Only the lines from the one bearing "the white door" through the end of the entries should be output, exactly as they stand, and pictures should be skipped.

####################

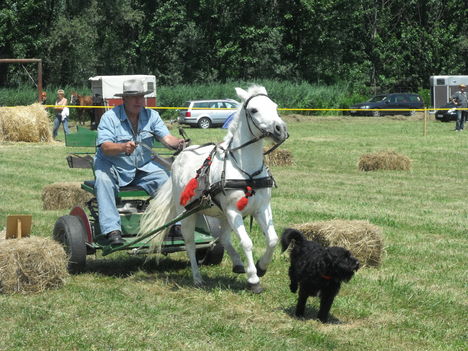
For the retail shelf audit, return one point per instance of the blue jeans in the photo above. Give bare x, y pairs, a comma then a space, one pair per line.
57, 121
106, 189
460, 125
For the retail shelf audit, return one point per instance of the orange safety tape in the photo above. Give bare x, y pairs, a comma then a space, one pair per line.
280, 109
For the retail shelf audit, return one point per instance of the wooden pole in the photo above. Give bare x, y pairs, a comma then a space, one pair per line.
39, 71
425, 122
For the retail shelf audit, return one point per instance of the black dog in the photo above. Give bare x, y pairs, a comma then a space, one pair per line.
317, 271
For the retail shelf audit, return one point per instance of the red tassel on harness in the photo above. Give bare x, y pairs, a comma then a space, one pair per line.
189, 191
245, 200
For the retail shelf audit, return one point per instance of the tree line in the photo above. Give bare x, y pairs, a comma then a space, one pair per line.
382, 44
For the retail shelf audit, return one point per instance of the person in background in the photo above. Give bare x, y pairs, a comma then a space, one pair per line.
122, 160
461, 101
60, 104
43, 98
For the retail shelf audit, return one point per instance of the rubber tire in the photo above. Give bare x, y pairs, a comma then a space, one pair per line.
71, 233
204, 123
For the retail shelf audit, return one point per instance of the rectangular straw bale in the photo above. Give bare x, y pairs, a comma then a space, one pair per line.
25, 123
64, 195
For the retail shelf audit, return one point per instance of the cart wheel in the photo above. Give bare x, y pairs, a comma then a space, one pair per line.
210, 256
70, 232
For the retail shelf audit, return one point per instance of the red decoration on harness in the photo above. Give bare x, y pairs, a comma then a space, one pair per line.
189, 191
192, 185
245, 200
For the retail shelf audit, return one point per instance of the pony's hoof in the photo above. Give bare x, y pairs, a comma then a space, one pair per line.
260, 272
238, 269
255, 288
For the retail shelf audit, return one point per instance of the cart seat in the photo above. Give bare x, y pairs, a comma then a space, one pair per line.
126, 191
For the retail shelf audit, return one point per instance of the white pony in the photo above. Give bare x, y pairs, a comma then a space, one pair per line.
236, 180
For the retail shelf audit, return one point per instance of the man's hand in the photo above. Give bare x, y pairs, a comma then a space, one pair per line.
114, 149
129, 147
173, 142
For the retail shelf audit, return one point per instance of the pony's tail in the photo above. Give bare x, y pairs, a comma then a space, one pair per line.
160, 211
289, 235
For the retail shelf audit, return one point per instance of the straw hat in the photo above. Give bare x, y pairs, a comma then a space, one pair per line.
133, 87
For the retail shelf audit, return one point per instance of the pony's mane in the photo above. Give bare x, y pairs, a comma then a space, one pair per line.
254, 89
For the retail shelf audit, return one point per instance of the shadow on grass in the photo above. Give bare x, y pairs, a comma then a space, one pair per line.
310, 314
167, 269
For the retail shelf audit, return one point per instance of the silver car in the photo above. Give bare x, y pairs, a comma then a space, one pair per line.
207, 113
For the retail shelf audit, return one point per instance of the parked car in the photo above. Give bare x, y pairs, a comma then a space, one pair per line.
447, 114
388, 102
207, 113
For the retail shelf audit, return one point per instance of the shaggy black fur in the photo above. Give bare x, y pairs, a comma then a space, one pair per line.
317, 271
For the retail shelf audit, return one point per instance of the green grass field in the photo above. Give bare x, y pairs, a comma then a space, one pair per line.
416, 300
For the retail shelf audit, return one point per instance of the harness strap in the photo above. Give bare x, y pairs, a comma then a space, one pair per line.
234, 184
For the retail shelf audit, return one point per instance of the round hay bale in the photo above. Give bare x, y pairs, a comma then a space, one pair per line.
387, 160
25, 123
65, 195
31, 265
278, 157
362, 238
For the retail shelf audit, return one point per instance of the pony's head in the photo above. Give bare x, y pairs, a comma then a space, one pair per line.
260, 114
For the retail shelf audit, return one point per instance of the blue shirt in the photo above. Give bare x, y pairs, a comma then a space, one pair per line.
116, 128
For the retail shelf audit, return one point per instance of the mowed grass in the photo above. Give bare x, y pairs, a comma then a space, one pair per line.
416, 300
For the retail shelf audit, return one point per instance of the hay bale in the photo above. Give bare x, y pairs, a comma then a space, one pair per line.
279, 157
60, 196
362, 238
31, 265
25, 123
387, 160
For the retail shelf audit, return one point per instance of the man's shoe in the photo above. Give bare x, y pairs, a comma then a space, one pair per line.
115, 238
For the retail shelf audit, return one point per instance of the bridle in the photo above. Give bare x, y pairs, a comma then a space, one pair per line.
251, 120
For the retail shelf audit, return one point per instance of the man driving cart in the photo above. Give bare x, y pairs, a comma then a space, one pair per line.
122, 159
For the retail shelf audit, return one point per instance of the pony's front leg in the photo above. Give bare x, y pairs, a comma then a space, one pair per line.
225, 239
188, 231
265, 220
237, 224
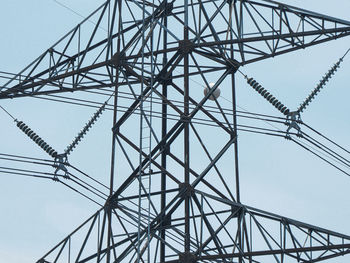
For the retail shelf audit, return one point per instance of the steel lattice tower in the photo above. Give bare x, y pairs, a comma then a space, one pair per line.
164, 204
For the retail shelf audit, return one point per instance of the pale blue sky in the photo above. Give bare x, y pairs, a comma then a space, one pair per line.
37, 214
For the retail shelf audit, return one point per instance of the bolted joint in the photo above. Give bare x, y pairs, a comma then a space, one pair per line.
233, 65
168, 8
186, 46
165, 149
188, 190
165, 221
185, 118
187, 258
165, 80
236, 211
118, 59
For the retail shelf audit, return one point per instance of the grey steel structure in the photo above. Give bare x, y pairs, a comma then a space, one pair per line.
167, 208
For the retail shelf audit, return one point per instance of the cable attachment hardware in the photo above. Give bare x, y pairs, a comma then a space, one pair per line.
293, 121
59, 164
88, 125
268, 96
36, 138
320, 85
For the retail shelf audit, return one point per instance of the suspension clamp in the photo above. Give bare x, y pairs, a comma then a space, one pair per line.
293, 120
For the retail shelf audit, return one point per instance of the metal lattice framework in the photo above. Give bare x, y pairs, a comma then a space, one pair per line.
169, 205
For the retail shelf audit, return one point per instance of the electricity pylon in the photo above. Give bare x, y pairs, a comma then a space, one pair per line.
168, 205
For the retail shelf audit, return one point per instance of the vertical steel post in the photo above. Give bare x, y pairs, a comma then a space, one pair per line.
164, 132
186, 133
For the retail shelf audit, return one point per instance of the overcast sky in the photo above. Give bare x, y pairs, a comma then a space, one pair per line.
37, 214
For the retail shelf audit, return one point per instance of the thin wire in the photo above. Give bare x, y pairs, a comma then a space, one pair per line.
7, 112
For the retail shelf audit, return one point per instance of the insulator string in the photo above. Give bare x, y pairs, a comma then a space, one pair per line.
320, 86
86, 128
36, 138
268, 96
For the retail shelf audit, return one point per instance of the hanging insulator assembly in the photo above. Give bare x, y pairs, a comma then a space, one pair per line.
88, 125
320, 86
36, 138
268, 96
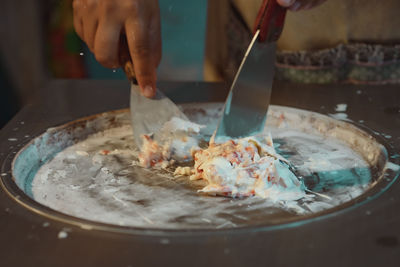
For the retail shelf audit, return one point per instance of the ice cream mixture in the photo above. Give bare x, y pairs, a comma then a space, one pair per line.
179, 180
236, 168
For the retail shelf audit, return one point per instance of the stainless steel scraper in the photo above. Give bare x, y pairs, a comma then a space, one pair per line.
247, 104
147, 115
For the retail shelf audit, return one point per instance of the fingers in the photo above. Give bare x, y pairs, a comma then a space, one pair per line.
144, 40
78, 24
286, 3
106, 43
89, 32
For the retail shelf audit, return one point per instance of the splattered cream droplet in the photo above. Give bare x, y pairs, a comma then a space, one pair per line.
164, 241
62, 234
341, 107
82, 153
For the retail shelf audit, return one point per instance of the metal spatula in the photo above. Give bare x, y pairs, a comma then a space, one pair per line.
147, 115
247, 104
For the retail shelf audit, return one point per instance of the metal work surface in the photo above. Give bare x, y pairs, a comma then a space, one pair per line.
364, 235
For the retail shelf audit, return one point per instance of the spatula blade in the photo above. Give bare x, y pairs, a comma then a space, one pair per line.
149, 115
246, 107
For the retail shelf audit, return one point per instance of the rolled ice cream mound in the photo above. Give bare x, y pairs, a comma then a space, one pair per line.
235, 168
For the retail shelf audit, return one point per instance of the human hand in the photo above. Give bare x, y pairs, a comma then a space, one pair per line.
100, 23
295, 5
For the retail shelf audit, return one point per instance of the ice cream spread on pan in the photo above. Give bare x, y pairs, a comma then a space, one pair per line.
176, 140
236, 168
246, 167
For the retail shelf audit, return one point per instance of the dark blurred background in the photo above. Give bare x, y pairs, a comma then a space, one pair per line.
38, 43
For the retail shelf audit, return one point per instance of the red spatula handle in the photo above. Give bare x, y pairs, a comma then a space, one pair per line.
270, 20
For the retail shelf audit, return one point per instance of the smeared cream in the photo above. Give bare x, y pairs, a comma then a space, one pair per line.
246, 167
235, 168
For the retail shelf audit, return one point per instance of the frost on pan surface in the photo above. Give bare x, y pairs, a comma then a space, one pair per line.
96, 180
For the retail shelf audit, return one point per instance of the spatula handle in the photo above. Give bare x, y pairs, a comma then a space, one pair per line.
125, 59
270, 21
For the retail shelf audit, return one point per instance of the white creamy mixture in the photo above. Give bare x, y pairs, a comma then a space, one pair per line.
236, 168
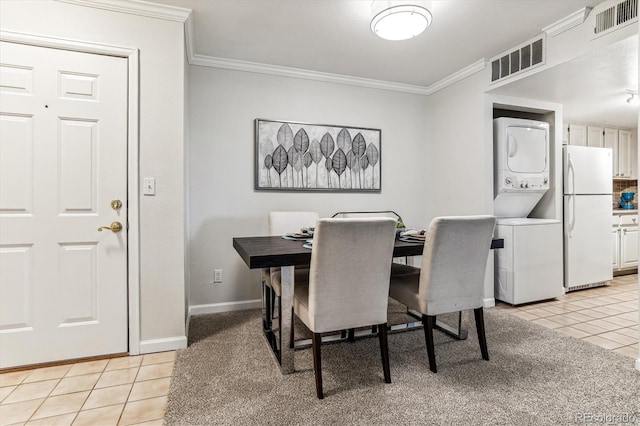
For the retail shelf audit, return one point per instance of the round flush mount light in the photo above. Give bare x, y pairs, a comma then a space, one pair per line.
401, 22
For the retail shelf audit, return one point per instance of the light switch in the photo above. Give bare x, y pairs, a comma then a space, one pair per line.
149, 186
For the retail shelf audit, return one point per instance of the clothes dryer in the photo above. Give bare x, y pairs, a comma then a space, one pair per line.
521, 165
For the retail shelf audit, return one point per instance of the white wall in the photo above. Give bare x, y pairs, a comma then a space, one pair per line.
223, 106
161, 138
460, 161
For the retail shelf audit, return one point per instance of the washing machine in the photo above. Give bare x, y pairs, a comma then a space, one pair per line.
521, 162
530, 267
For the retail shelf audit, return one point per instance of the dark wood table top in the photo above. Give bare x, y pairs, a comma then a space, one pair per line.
264, 252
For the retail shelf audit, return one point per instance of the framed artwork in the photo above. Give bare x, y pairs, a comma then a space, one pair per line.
294, 156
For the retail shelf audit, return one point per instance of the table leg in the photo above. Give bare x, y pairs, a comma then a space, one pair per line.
286, 301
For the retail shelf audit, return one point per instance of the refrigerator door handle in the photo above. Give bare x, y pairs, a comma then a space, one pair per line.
572, 217
571, 175
512, 146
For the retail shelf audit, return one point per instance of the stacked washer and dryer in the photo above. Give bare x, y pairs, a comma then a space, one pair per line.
530, 266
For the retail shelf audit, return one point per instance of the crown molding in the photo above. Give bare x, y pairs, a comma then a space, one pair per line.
567, 22
179, 14
254, 67
458, 76
137, 7
233, 64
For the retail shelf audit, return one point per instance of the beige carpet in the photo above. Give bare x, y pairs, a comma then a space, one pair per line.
536, 376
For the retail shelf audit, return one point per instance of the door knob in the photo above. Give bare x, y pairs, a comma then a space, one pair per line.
115, 227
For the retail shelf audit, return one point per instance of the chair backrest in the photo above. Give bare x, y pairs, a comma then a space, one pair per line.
282, 222
454, 262
349, 273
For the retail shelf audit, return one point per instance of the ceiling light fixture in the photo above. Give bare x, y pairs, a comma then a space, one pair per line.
401, 22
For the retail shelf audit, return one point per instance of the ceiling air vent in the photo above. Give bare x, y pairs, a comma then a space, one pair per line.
615, 16
524, 57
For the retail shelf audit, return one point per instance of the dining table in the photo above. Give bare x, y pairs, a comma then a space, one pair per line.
262, 252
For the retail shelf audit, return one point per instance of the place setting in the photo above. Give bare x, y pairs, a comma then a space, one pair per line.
413, 236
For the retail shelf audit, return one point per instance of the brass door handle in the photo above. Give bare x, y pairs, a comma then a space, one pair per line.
115, 227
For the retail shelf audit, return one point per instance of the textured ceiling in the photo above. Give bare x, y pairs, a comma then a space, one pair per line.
333, 36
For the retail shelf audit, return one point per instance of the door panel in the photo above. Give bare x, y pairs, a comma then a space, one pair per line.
587, 170
587, 243
63, 152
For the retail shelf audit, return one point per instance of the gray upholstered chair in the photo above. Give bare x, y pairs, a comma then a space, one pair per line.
348, 282
280, 223
451, 278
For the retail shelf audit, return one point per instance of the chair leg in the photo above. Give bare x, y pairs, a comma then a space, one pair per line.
292, 342
268, 307
428, 321
316, 343
384, 351
482, 337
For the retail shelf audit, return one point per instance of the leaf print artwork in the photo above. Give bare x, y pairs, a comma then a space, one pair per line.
268, 163
279, 161
372, 156
339, 163
306, 157
316, 155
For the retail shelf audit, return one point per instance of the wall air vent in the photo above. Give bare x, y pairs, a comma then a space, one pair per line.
522, 58
617, 15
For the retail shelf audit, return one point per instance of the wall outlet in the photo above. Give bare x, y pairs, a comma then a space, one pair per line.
149, 186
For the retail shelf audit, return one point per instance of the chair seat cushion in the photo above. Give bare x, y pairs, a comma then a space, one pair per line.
300, 273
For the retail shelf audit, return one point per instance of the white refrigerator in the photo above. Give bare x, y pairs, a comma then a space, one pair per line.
588, 187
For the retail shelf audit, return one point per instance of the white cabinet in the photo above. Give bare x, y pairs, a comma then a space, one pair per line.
577, 134
629, 247
611, 141
627, 153
595, 136
625, 241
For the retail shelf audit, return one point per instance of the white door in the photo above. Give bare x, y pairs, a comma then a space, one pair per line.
629, 247
63, 159
624, 153
587, 170
611, 141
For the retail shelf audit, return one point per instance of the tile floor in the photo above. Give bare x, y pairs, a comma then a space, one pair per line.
117, 391
605, 316
133, 390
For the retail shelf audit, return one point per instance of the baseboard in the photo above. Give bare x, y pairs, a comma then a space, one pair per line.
162, 345
215, 308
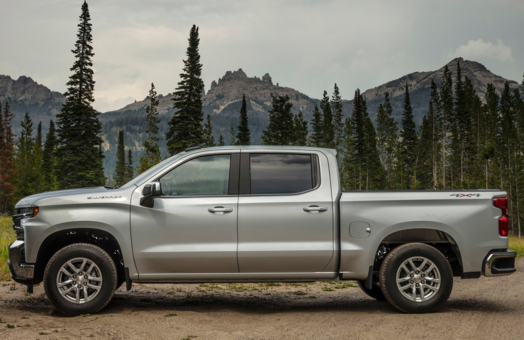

####################

RESULT BELOW →
For the retail shelf audit, return one point per instance of the white door in the photo above. Give bare x, y pairs, a comma then a space, one pair per line.
629, 247
63, 159
624, 153
587, 170
611, 141
For the retail shelf audit, return one point per instance of the tile floor in the photo above. Give bare x, y pairs, a comma then a space, one pair per line.
117, 391
605, 316
133, 390
For the retail shelf audit, return one point per instance of the baseboard in the photo above. Give bare x, y pairs, a comma then a space, one pair per line.
162, 345
215, 308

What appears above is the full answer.